* The task *
Pick up the discussion of news media and propaganda below, starting after its final sentence.

* Text shown *
──────────

I agree it’s healthy for Americans to be more skeptical of journalism, especially the sources they think they trust. But a key difference between NYT and Xinhua in China is that NYT explicitly doesn’t want to be duped. Sure reporters are lazy and will run an article quickly about a breaking story they get from a government tip. But if they find out it was wrong the editors will be pissed and likely print an update or even retraction. That’s the key difference between independent media and government propaganda.

> But a key difference between NYT and Xinhua in China is that NYT explicitly doesn’t want to be duped

The NYT intentionally runs stories that are highly dubious or they know to be false, then later issue a small retraction in a footnote.

The latest fake news they published was the story around Zohran Mamdani where they used hacked data from Colombia University to claim he checked "black" on the admission documents to gain an unfair advantage. That's because they are partisan hacks. I don't necessarily like Zohran, but he represented a threat to mainstream Democrats therefore the NYT had to do something about him.

Yes, when the Russian military was assembling outside of Ukraine, I was chatting with a lot of Russians on social media who were convinced (by their media) that it was just a normal drill, and that the Americans were just buying into their own government propaganda. Over the course of those conversations, Russians would say things like, "We know our media is propaganda, but you don't know that yours is just as propagandist". It was interesting that the goal of Russian propaganda wasn't to get Russians to believe that their media was infallible, but rather to get them to believe that there were no facts, that the truth was subjective, that every country's media was equally propagandist.

──────────

* Source data *
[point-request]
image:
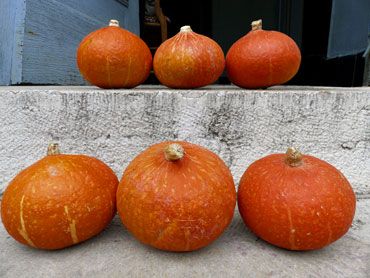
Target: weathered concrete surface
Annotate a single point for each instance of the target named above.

──────────

* Response for this exercise *
I saw a similar theme in right-wing American propaganda wherein American conservatives know that their media is biased, but they assume that "mainstream media" is just as bad.

It seems like in all of these cases, propagandists aren't trying to get people to believe the propaganda, but rather to discredit the entire idea of objective facts or reliable reporting.

Retractions are a blimp in the sea of falsehood. 30 second retraction statement has no weight against 1 day of false narratives.

The only way to create a true counter weight is the amount of time encompassing the false hood should be the same amount of time given to the retraction. 1 day of false hood should equal 1 day of retraction.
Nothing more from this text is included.